_BRANO SCELTO_

Giovani: le proposte dei principali partiti in quattro fact-checking

Dalla dote ai diciottenni all’azzeramento dell’Irpef, passando per il riscatto gratuito della laurea e le agevolazioni per i mutui: ecco che cosa torna, e cosa no, nelle promesse degli schieramenti in vista delle elezioni
ANSA/ MASSIMO PERCOSSI
ANSA/ MASSIMO PERCOSSI
Alle elezioni politiche del 25 settembre per la prima volta potranno partecipare al voto per il Senato anche i cittadini con un’età compresa tra i 18 e i 25 anni, grazie alla riforma della Costituzione approvata a ottobre 2021. Stiamo parlando di oltre 4 milioni di cittadini che prima potevano partecipare solo all’elezione dei membri della Camera dei deputati. Che cosa promettono i partiti a questa fascia di età, e più in generale ai giovani ventenni e trentenni, per conquistare il loro voto?

Per ora i sondaggi mostrano un certo sconforto tra gli under 35 nei confronti della politica. Secondo un sondaggio di YouTrend/Quorum per Sky Tg24, quasi il 90 per cento dei giovani pensa che la classe politica non si stia occupando abbastanza di loro, con un 39 per cento che è indeciso o non sa se astenersi al voto del 25 settembre.

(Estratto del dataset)
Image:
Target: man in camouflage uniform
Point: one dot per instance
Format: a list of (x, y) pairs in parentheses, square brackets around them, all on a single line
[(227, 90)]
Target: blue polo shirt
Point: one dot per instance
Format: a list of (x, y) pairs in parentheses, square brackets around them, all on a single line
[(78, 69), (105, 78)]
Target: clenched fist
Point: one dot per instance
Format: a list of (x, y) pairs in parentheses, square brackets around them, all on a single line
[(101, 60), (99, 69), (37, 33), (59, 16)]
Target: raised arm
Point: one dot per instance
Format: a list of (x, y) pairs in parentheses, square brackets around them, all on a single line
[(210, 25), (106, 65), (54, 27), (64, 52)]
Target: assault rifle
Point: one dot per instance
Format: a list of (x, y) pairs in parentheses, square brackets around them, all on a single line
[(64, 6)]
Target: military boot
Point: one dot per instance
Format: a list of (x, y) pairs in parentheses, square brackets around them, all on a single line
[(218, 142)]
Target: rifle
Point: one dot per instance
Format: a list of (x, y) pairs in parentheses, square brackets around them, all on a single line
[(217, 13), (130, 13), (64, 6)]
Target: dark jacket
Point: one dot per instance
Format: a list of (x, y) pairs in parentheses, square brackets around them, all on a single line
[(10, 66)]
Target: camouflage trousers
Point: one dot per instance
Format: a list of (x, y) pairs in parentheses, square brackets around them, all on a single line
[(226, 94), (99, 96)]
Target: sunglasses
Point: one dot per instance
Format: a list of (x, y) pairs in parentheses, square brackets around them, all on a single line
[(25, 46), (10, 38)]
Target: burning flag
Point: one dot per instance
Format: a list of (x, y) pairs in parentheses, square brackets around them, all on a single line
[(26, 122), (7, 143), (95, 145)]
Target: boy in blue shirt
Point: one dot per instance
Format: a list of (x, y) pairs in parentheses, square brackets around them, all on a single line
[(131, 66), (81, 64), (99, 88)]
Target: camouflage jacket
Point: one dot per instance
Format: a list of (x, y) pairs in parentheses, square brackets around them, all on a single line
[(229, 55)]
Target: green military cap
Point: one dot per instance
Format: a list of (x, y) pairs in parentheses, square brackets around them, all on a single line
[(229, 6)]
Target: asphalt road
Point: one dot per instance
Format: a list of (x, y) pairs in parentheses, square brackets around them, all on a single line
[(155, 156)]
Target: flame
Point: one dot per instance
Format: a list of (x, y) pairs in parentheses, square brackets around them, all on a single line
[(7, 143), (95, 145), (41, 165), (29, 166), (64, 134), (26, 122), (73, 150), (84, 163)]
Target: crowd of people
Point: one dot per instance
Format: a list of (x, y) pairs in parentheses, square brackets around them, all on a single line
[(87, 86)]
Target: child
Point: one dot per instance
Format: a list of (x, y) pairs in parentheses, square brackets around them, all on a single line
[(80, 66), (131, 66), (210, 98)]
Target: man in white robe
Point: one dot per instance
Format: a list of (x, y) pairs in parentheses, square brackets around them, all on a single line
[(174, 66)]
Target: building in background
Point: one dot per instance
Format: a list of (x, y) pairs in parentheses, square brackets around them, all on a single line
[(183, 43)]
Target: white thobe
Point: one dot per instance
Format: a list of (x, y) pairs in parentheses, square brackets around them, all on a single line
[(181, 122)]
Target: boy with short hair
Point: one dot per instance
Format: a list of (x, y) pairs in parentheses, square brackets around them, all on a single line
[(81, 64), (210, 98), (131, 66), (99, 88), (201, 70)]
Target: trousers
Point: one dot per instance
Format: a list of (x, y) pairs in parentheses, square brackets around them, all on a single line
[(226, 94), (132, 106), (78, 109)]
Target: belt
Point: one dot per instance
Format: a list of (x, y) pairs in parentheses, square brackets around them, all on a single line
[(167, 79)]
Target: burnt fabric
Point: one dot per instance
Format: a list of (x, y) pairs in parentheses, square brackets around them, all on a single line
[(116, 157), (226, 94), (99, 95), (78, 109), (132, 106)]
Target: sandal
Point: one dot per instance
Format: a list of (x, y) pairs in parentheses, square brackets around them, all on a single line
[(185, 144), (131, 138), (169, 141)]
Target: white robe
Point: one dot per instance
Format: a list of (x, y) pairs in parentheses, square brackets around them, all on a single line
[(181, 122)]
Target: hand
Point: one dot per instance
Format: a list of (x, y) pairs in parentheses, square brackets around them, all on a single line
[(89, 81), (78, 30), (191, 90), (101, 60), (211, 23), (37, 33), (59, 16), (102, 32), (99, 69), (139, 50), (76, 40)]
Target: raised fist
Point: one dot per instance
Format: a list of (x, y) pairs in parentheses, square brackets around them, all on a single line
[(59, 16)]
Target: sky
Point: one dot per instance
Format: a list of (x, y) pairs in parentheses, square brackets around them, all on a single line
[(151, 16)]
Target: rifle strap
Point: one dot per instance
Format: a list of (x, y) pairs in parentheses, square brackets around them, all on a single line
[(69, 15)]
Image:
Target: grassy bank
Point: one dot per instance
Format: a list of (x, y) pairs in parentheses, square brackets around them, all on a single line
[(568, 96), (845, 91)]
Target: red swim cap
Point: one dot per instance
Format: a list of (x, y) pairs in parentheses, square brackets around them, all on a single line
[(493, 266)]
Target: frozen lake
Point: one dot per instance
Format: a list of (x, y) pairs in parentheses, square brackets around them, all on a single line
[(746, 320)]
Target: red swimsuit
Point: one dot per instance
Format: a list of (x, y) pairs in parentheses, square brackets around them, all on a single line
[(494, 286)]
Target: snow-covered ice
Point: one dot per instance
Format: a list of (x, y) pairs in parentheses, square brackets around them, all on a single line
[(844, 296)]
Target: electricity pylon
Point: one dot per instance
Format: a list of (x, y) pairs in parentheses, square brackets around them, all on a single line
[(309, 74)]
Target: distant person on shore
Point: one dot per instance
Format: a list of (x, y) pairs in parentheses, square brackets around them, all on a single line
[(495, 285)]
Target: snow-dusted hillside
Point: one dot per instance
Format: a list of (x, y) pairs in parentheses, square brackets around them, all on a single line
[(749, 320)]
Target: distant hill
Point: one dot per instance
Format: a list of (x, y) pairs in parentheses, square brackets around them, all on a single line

_OBIETTIVI_
1 - Rispondi alle seguenti domande sul brano sulle proposte dei partiti per i giovani:
(a) In quale data si terranno le elezioni politiche?
(b) In quale mese e anno è stata approvata la riforma della Costituzione?
(c) Secondo il sondaggio di YouTrend/Quorum per Sky Tg24, quale quota di giovani ritiene che la classe politica non si stia occupando abbastanza di loro?
2 - Prosegui il brano sulle proposte dei partiti per i giovani, riprendendo subito dopo la sua ultima frase.
Le voci riportate provengono da una fonte diversa dal brano.

_ELENCO DELLE RISPOSTE_
1 -
(a) Il 25 settembre.
(b) A ottobre 2021.
(c) Quasi il 90 per cento.

2 -
Per riavvicinare i giovani alla politica sono nate di recente diverse iniziative, tra cui “20e30”, che sul suo sito si definisce un «comitato di garanzia per le giovani generazioni». «20e30 è un’iniziativa ideologicamente trasversale che si pone l’obiettivo di combattere l’astensionismo giovanile e di porre un faro sulle esigenze della nostra generazione nella prossima legislatura», ha spiegato a Pagella Politica Mattia Angeleri, uno dei promotori del progetto. «Da qui alle elezioni faremo dei confronti con i rappresentanti di quasi tutti i partiti, al fine di comprendere quali proposte hanno pensato per la generazione 20e30».

Abbiamo analizzato quattro misure per i giovani contenute nei programmi dei principali schieramenti o partiti presenti alle elezioni: il programma della coalizione di centrodestra (composta da Fratelli d’Italia, Lega, Forza Italia e Noi moderati), quello del Partito democratico, quello del Movimento 5 stelle e quello di Italia viva e Azione. Fatti e numeri alla mano, ecco che cosa torna, e cosa no, nelle loro proposte. 

Il Partito democratico e la dote ai diciottenni

Una delle proposte del Partito democratico più dibattute riguarda l’introduzione di una «dote» da 10 mila euro per i neo diciottenni, selezionati in base all’Isee, per «coprire le spese relative alla casa, all’istruzione e all’avvio di un’attività lavorativa». La misura dovrebbe essere finanziata tramite una revisione delle aliquote sulle imposte di successione, aumentando in particolare quelle per i patrimoni «superiori ai 5 milioni di euro».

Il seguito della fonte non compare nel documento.